PROBLEM STATEMENT —
Please give back word for word the lines below, from the first one through the one with "Target: blood orange slice".

GIVEN DATA —
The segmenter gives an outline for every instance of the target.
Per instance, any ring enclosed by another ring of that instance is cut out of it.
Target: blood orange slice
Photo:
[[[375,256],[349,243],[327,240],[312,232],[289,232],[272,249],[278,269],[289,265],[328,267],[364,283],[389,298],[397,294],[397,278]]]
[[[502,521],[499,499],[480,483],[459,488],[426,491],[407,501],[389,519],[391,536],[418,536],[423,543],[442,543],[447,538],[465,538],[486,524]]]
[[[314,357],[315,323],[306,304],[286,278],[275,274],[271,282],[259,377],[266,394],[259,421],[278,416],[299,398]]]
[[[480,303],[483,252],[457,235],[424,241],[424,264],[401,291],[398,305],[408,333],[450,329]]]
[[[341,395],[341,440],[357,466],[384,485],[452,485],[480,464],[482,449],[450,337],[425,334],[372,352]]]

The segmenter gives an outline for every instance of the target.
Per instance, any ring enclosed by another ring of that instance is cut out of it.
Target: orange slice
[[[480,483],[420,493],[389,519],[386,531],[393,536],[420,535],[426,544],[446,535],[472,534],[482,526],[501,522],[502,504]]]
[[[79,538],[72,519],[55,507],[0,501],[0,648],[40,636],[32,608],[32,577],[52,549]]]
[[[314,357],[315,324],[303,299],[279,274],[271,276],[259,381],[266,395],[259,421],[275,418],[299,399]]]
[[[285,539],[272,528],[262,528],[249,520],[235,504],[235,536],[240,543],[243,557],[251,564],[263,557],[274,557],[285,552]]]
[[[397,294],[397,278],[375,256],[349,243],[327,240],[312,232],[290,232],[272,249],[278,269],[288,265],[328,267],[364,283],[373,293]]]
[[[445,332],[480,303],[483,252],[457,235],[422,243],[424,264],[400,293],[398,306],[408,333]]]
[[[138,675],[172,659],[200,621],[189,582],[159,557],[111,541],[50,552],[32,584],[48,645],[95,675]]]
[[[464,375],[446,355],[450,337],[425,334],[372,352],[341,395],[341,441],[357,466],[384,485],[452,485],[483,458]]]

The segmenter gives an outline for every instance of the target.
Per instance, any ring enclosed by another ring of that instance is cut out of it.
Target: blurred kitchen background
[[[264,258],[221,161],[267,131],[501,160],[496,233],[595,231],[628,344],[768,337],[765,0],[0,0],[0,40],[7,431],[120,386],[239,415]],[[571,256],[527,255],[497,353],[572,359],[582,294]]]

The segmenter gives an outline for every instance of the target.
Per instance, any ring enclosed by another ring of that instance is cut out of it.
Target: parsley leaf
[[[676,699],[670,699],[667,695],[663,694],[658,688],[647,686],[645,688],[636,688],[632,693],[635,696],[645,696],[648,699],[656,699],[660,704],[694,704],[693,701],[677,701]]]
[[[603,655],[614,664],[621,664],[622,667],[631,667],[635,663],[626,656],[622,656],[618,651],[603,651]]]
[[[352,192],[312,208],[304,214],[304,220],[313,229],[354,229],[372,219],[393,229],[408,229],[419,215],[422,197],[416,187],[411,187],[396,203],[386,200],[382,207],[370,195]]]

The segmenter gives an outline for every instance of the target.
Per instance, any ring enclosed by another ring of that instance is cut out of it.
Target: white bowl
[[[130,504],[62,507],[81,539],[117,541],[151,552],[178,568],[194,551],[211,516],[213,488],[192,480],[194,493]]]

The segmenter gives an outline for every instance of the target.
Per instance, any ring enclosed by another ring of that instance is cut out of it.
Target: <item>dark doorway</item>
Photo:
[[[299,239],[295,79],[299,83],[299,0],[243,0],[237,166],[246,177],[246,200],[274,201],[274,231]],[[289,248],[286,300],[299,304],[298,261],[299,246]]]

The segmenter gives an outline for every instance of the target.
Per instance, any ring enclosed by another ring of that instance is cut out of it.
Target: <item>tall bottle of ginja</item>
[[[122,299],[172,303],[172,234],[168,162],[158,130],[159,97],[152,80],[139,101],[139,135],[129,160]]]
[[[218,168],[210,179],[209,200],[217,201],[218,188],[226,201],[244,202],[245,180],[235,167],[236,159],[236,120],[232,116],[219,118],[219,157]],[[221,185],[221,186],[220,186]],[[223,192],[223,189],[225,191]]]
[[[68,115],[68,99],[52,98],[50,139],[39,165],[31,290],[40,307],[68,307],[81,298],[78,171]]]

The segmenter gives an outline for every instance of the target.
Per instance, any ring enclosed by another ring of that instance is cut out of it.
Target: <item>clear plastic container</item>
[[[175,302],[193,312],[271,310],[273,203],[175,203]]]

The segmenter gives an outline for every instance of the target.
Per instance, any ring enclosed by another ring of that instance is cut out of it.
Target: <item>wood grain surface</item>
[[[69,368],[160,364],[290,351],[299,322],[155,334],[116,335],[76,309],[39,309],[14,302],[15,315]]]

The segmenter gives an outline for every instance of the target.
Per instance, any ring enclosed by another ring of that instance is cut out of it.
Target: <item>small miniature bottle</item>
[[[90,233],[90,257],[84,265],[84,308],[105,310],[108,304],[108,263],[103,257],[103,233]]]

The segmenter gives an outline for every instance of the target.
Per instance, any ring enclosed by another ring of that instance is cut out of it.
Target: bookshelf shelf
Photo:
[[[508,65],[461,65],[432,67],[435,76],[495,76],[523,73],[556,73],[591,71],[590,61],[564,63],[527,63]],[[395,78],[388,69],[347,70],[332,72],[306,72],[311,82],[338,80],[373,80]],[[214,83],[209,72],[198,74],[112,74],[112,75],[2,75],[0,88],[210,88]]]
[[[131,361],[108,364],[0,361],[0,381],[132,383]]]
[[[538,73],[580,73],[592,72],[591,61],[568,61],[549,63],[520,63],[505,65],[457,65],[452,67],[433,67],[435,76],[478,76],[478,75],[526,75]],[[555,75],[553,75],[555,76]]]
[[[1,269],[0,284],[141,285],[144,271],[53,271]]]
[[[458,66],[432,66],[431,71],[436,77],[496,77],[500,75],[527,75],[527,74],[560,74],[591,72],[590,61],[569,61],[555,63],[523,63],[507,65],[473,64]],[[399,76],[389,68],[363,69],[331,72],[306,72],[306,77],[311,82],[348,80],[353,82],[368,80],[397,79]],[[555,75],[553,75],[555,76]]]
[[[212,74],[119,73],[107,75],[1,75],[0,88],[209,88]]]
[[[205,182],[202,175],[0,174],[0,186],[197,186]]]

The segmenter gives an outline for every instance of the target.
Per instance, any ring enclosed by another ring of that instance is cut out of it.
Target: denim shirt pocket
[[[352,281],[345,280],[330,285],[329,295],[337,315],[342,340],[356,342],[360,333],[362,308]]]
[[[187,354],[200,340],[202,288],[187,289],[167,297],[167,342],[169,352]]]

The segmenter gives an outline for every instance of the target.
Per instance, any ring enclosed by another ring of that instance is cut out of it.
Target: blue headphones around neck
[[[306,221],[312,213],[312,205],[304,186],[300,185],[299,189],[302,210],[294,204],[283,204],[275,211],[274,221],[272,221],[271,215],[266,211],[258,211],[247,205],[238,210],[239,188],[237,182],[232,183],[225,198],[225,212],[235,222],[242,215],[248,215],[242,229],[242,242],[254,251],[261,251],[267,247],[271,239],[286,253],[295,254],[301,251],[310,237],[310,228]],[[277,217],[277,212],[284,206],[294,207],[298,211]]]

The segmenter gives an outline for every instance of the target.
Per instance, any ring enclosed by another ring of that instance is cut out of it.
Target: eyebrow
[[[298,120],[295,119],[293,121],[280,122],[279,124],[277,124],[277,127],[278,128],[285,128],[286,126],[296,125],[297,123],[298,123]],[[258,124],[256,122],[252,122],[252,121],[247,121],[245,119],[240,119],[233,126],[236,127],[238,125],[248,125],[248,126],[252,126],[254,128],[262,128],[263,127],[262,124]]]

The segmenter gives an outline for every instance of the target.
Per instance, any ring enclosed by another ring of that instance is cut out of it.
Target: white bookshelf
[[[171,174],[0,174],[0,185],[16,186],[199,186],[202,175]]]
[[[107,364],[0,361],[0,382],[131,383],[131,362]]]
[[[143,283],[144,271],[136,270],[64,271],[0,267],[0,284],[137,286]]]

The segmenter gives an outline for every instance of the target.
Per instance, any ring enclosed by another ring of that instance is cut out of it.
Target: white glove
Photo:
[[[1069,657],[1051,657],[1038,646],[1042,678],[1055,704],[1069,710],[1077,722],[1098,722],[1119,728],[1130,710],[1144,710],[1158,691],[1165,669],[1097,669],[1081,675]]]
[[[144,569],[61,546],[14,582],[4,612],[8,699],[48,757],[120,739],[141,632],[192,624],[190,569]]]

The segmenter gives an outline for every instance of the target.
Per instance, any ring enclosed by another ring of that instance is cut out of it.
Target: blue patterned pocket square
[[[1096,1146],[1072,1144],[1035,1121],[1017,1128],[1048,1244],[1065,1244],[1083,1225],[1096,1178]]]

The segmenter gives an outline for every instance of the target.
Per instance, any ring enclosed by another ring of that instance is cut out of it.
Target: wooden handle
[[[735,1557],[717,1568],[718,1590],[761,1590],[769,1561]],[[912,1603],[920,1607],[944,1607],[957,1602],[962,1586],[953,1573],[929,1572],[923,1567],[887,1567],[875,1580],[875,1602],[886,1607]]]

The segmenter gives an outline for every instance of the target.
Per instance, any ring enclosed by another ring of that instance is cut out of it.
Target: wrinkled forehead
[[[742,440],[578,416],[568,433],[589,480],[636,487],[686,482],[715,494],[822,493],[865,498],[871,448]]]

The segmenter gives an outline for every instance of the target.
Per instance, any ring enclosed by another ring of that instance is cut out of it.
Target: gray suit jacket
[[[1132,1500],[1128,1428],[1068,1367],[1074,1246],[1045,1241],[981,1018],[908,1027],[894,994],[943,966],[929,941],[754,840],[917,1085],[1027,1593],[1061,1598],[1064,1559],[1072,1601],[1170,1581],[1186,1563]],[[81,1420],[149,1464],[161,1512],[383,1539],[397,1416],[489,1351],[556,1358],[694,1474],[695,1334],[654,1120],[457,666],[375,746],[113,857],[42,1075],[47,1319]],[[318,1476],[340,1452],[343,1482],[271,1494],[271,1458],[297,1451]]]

SOLVED PROBLEM —
The segmenter gives an outline for every instance of the target.
Per instance, any ring enclosed by another ring of that instance is cut out of it.
Target: blood orange slice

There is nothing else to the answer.